[Collected data]

********

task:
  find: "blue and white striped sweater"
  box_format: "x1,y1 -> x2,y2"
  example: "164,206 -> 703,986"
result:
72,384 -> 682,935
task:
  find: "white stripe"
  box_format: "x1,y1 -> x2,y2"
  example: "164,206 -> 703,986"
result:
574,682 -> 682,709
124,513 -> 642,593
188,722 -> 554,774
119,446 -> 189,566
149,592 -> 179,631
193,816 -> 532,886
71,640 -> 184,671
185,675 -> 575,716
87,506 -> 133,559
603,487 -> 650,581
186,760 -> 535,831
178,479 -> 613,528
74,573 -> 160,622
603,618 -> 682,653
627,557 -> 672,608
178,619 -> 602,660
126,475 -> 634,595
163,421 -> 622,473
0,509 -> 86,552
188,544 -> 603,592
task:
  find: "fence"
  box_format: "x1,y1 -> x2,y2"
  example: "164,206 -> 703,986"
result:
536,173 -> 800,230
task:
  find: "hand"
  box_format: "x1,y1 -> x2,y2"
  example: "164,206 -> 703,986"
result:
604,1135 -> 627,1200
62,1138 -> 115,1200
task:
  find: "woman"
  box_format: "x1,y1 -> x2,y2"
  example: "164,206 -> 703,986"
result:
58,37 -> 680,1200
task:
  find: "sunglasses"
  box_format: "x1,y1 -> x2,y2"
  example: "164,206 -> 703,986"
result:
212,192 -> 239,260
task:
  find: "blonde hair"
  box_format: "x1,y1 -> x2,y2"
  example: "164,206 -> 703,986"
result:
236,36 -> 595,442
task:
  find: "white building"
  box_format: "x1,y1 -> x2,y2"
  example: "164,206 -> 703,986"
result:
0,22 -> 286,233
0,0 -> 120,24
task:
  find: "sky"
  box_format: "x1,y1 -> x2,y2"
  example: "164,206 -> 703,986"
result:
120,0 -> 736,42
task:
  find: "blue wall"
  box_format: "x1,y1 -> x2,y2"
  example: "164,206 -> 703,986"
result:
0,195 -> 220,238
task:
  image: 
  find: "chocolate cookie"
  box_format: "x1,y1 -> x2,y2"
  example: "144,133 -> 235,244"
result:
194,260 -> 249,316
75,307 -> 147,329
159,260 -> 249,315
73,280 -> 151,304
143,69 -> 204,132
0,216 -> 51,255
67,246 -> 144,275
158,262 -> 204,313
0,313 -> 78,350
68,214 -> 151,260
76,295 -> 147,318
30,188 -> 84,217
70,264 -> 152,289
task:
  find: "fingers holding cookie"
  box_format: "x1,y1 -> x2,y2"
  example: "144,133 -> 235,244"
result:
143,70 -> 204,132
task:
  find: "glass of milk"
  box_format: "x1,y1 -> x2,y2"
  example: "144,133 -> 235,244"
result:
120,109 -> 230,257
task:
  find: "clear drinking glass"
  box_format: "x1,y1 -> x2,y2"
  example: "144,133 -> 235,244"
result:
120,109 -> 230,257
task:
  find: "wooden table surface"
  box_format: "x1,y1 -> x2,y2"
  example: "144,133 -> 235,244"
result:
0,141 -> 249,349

********

■ **Exercise requirements**
For the word "cookie", state how many lines of the entries contain it, with nothing else.

■ **Reply**
2